= Task =
Can you reproduce the entries below from the line containing "Point out the reflection" down through the last of them, swapping "marker" for "pin" and leaving everything else unchanged?

= Task inputs =
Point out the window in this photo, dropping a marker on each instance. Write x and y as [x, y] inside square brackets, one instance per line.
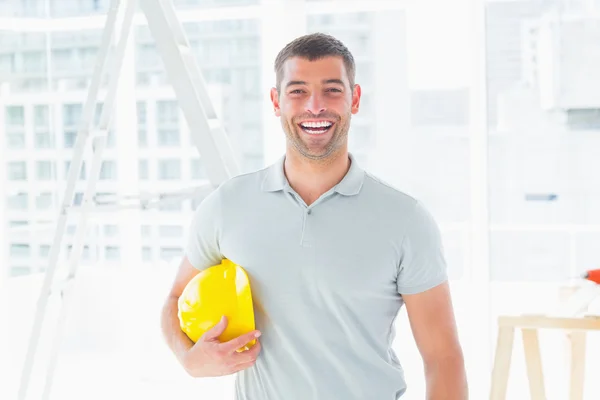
[20, 250]
[169, 169]
[17, 171]
[168, 137]
[78, 199]
[20, 270]
[18, 201]
[98, 113]
[81, 172]
[141, 112]
[111, 230]
[69, 139]
[41, 116]
[168, 253]
[146, 230]
[44, 250]
[108, 171]
[15, 140]
[167, 112]
[45, 170]
[71, 114]
[18, 223]
[34, 61]
[142, 138]
[43, 201]
[43, 140]
[166, 231]
[15, 116]
[85, 253]
[171, 206]
[143, 171]
[197, 170]
[112, 253]
[146, 253]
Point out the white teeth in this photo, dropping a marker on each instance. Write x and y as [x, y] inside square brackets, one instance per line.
[321, 124]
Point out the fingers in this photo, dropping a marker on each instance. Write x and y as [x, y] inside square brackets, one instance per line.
[240, 341]
[215, 331]
[248, 355]
[241, 367]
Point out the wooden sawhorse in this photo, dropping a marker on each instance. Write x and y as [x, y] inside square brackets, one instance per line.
[576, 328]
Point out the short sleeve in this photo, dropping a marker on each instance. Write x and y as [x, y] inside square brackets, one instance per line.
[202, 249]
[423, 264]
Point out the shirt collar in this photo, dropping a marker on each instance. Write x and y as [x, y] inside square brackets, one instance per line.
[350, 185]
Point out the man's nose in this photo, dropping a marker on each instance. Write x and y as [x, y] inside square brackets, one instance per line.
[315, 104]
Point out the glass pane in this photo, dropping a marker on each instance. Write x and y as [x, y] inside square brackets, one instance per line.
[15, 116]
[17, 171]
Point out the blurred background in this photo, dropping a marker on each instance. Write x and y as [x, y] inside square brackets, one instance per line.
[488, 111]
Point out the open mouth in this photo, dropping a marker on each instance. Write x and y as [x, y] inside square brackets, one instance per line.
[316, 128]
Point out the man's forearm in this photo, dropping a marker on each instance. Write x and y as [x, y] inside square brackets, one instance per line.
[446, 379]
[176, 339]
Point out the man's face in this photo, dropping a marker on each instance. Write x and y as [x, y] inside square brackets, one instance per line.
[315, 104]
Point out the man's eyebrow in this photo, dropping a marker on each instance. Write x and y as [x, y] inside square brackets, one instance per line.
[325, 81]
[339, 81]
[292, 83]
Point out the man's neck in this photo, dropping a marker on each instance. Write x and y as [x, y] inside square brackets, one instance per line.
[310, 179]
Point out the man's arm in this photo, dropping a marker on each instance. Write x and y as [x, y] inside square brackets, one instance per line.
[433, 325]
[176, 339]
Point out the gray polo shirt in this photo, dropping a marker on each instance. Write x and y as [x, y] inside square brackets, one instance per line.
[327, 279]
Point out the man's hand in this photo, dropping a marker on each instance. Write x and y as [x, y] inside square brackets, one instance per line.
[208, 357]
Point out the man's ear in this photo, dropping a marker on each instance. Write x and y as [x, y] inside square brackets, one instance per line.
[356, 98]
[275, 101]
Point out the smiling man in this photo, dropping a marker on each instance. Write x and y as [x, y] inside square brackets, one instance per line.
[332, 252]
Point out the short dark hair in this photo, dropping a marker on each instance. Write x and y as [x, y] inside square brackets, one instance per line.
[313, 47]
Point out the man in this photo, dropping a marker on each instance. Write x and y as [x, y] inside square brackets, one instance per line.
[332, 254]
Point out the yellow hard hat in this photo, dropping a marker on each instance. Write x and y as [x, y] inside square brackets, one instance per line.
[221, 290]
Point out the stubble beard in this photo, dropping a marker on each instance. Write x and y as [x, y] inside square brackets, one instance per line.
[338, 139]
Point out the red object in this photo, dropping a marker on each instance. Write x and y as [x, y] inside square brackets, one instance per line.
[593, 275]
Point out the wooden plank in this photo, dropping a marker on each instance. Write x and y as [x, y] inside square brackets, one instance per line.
[533, 360]
[504, 348]
[577, 378]
[546, 322]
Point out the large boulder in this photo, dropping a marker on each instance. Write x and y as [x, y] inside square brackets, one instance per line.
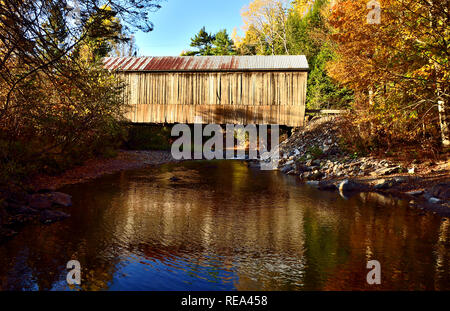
[350, 186]
[441, 191]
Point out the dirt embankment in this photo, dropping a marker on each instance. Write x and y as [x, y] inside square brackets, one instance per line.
[46, 205]
[125, 160]
[314, 155]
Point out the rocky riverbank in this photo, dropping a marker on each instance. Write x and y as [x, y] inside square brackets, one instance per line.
[44, 204]
[314, 155]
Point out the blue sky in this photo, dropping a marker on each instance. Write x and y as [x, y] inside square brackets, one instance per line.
[179, 20]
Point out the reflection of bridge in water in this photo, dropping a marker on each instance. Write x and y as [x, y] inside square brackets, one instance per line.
[219, 89]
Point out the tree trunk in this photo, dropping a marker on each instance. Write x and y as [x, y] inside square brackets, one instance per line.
[443, 124]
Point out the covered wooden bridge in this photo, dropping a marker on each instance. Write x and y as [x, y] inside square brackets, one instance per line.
[214, 89]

= Result =
Point out the reflection of bridge in water in this photo, dropping a pin on each instance. Write x and y as [x, y] inside square brackets, one instance per line.
[219, 89]
Point out the tree trunk in this photo, dropping a pin on each instance. Write x and y as [x, y] inside square brackets, one instance per line.
[443, 124]
Point out the covered wooden bridge in this photo, dropping a pin on each instance. Write x and y as [x, y] inside square brackets, one instance per line.
[214, 89]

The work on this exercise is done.